**Dataset content**
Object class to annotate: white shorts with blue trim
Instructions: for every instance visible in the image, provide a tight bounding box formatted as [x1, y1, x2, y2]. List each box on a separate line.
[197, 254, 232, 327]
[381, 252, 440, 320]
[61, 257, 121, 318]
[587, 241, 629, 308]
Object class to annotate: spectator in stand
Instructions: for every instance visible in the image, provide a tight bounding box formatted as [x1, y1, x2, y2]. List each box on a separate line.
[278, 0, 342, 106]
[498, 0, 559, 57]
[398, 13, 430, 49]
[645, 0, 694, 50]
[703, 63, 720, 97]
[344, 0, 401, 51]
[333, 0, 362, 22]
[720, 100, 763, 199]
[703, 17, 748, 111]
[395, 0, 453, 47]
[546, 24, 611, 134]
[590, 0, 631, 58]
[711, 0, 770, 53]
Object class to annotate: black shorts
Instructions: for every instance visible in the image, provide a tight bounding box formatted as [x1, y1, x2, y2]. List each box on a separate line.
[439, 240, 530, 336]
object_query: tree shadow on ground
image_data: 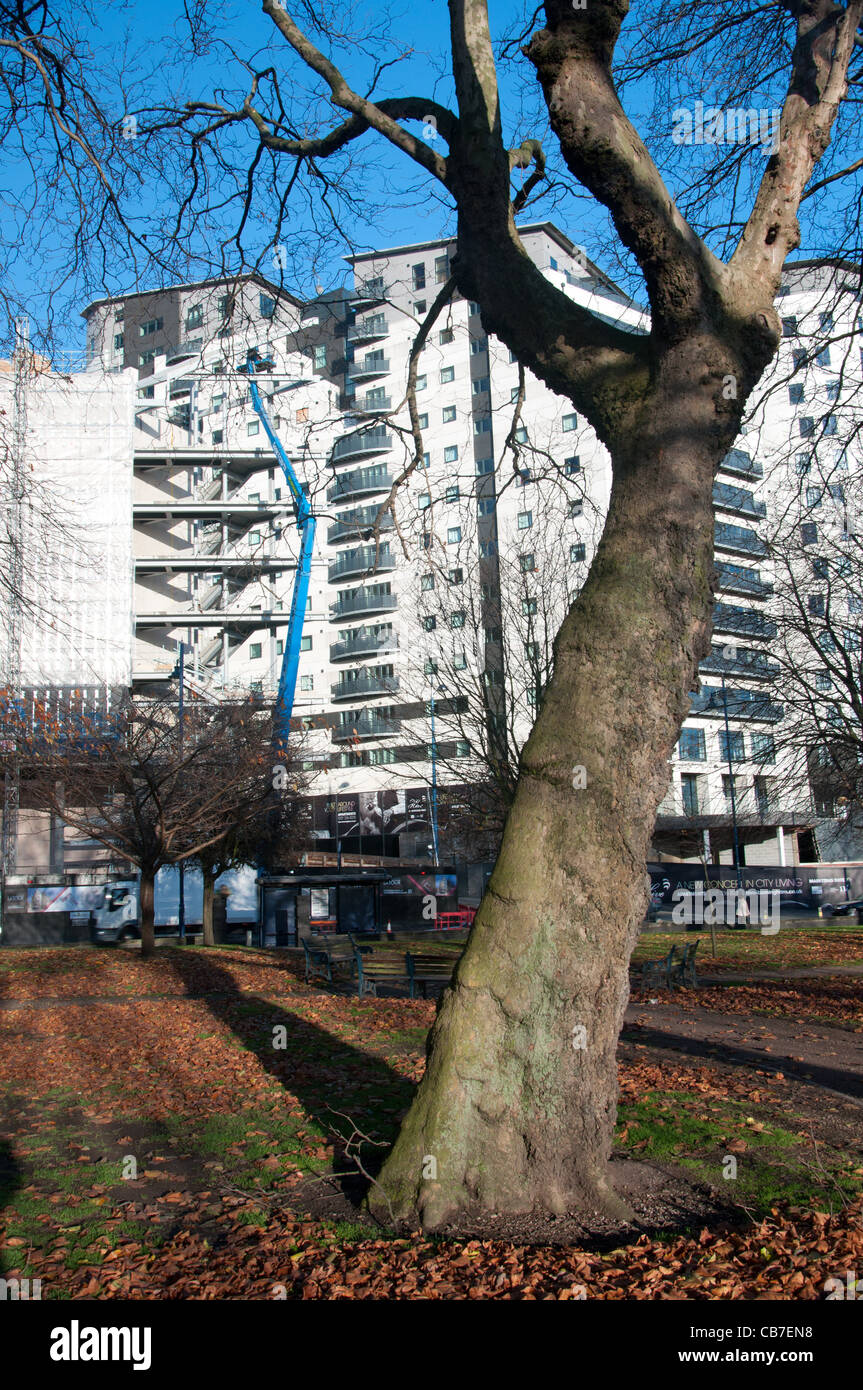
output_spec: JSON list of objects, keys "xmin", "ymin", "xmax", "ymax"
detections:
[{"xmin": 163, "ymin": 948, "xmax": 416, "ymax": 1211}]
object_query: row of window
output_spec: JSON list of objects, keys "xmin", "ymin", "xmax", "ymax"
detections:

**Work to complete**
The word to find is "annotate". Copy every line of the records that holds it.

**Written solution**
Object class to annotate: white shorts with blue trim
Object class to annotate: spectator in stand
Object class to annotate: black shorts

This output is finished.